Aufgabe | Knüpfen Sie an den Kommentar zur Grenzschutzinitiative an und führen Sie ihn nach seinem letzten Satz weiter.

Textauszug |
Kommentar Politbeobachter:
Gegen die Bestrebung der Widereinführung von systematischen Grenzkontrollen ist in Anbetracht der hohen Anzahl Menschen, welche sich illegal in der Schweiz aufhalten nachvollziehbar und naheliegend. Auch zahlreiche EU-Staaten haben bereits Kontrollen an ihren Grenzen eingeführt. Mit Kosten von 1-2 Milliarden pro Jahr und Wartezeiten beim Grenzübertritt hat dies jedoch einen hohen Preis. Die durch komplett offene Grenzen mitverursachten Missstände im Asylwesen, welche damit bekämpft werden sollen, jedoch auch. Gemäss Schengen/Dublin-Abkommen sind temporäre Grenzkontrollen zwar erlaubt, diese dauerhaft einzuführen ist aber nicht vorgesehen. Da bereits andere Länder in Europa – insbesondere Italien – wichtige Bestandteile dieses Abkommens ignorieren, ist ein allfälliger Verstoss gegen das Schengen/Dublin-Abkommen jedoch ein schwaches Argument gegen die Grenzschutzinitiative.
Es ist wichtig, dass die Schweiz einen klaren Unterschied macht zwischen humanitären Flüchtlingen (Bedrohung durch Krieg, Verfolgung oder ähnliches im Heimatland) und Wirtschaftsflüchtlingen. Wenn die Menschen welche ankommen aber weder Dokumente haben, noch eine europäische Sprache beherrschen, ist eine schnelle und zuverlässige Unterscheidung oft schwierig.
Im vergangenen Jahr haben gemäss SEM (Sekretariat für Migration) knapp 6000 Personen in der Schweiz Asyl erhalten. Damit stellt sich die Frage, was geschehen würde, wenn künftig mehr als 5000 Personen die Flüchtlingskriterien erfüllen. Würde die Schweiz diese in ihr Herkunftsland zurückschicken, würde sie gegen das Non-Refoulement-Prinzip verstossen, einen wichtigen Pfeiler der Genfer Flüchtlingskonvention. Zumal sich bei einer Annahme der Initiative keine Asylsuchenden aus sichern Drittstaaten (Nachbarländer gelten als solche) einreisen dürften, ist jedoch wenig wahrscheinlich, dass die Obergrenze erreicht würde. Trotzdem steht der fixe Grenzwert, wenn er greifen würde, im direkten Widerspruch zu Artikel 25 der Bundesverfassung. Dieser besagt: «Niemand darf in einen Staat ausgeschafft werden, in dem ihm Folter oder eine andere Art grausamer oder unmenschlicher Behandlung oder Bestrafung droht.»

Erfasste Daten |
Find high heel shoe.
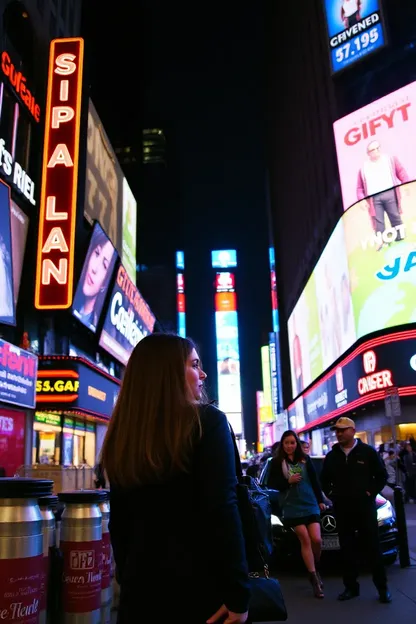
[309,572,324,599]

Antwort |
Ebenfalls nicht dem Artikel 25 kompatibel ist der erste Absatz der Übergangsbestimmungen. «Nach Annahme von Artikel 57a durch Volk und Stände werden keine vorläufigen Aufnahmen mehr gewährt und keine neuen Ausweise für vorläufig Aufgenommene mehr ausgestellt». Vorläufig Aufgenommene (Ausweis F) sind Personen, die aus der Schweiz weggewiesen wurden, wobei sich aber der Vollzug der Wegweisung als unzulässig (Verstoss gegen Völkerrecht), unzumutbar (konkrete Gefährdung) oder unmöglich (vollzugstechnische Gründe) erwiesen hat. Zumal der Ausweis F eine Laufzeit von maximal 12 Monaten hat, ist die Konsequenz, dass bei Annahme der Initiative alle Menschen welche heute als vorläufig aufgenommen gelten, das Land innerhalb von rund einem Jahr verlassen müssten. Ende 2022 hätte dies rund 45.000 Menschen betroffen. Wer im Heimatland ernsthaft bedroht ist oder in der Schweiz ein „besseres Leben“ sucht, wird wohl eher in die Illegalität abtauchen als sich ausliefern lassen.
Gemäss SEM reist heute die Mehrheit der Menschen, die Asyl beantragen, illegal ein. In welches sichere Herkunftsland will man dann abgelehnte Asylbewerber und Leute, die sich illegal hier aufhalten abschieben? Deutschland, Frankreich oder Italien? Die Antwort ist unklar und eine praktische Umsetzung der Ausschaffung dürfte das Verhältnis zu den Nachbarländern belasten.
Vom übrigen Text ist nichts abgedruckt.